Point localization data
···

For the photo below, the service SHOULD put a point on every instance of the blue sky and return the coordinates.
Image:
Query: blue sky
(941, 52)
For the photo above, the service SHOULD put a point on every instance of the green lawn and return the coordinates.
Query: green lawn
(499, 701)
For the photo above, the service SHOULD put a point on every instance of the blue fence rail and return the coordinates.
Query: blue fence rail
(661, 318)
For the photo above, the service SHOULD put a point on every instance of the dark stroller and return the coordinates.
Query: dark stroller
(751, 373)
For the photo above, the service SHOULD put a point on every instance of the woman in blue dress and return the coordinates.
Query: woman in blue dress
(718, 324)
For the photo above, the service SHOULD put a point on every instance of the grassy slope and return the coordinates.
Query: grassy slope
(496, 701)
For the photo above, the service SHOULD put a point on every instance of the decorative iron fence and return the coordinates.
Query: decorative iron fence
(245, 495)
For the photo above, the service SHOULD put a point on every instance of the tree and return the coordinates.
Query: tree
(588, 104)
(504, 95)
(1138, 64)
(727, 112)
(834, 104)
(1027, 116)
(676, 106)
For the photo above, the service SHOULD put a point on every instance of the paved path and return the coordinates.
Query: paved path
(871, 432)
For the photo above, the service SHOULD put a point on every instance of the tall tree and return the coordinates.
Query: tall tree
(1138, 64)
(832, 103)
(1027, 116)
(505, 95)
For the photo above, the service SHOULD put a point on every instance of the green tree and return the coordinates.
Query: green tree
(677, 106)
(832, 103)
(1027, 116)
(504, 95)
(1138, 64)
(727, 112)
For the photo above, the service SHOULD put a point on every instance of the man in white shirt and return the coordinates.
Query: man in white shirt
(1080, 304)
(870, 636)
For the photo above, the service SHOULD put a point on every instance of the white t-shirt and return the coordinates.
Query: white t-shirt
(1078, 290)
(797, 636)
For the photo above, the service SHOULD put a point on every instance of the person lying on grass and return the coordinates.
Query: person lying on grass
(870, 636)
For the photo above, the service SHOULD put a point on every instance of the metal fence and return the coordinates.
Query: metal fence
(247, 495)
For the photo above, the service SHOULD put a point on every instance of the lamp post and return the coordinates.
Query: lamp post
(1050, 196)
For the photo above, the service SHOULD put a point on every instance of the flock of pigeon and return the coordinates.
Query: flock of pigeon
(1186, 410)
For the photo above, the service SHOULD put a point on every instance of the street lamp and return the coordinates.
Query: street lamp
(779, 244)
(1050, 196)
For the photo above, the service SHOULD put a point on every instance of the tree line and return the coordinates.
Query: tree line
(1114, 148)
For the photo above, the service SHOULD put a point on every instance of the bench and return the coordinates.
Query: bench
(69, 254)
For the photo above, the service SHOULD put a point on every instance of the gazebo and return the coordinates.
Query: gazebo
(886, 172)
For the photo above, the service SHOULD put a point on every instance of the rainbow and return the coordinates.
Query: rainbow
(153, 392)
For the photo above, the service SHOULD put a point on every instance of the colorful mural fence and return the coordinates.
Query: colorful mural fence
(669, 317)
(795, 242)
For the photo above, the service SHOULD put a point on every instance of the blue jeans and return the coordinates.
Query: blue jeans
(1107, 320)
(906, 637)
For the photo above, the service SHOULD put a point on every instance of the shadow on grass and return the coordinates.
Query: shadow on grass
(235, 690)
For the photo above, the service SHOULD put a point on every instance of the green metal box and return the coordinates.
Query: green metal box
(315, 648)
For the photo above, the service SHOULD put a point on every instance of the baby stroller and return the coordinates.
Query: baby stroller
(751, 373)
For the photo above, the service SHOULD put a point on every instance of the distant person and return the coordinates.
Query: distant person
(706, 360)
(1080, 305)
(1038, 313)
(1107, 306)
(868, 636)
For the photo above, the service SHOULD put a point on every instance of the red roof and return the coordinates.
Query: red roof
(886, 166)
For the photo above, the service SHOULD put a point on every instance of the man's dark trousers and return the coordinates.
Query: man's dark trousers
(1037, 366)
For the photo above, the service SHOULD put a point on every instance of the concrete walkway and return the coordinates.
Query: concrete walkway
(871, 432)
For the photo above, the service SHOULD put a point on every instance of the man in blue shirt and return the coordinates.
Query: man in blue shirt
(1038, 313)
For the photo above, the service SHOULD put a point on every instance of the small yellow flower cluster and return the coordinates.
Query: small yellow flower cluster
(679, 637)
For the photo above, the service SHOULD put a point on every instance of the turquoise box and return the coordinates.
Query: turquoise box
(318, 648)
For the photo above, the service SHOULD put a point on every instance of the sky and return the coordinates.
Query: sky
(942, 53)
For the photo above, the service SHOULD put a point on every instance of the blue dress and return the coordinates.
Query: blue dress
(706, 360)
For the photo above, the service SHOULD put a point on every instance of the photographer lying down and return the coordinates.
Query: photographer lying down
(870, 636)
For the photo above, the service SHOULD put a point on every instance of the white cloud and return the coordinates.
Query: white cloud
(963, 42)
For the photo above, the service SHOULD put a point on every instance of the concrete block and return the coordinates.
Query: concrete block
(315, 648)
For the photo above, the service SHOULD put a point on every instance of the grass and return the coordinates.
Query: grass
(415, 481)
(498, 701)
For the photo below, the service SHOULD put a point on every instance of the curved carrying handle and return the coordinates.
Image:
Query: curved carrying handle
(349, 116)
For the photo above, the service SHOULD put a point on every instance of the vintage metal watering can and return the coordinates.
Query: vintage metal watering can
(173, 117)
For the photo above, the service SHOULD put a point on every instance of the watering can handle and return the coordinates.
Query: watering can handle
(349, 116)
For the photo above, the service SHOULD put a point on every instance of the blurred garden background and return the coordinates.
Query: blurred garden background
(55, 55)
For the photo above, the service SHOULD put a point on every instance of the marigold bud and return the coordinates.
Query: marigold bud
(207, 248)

···

Exercise instructions: From the records above, copy each line where the word "below" can be found.

Answer for the task:
For the photo below, the service SHOULD put a point on every instance of the blue sky and return the coordinates.
For the photo below, the service SHOULD put a point on every instance of the curved carrying handle and return the coordinates.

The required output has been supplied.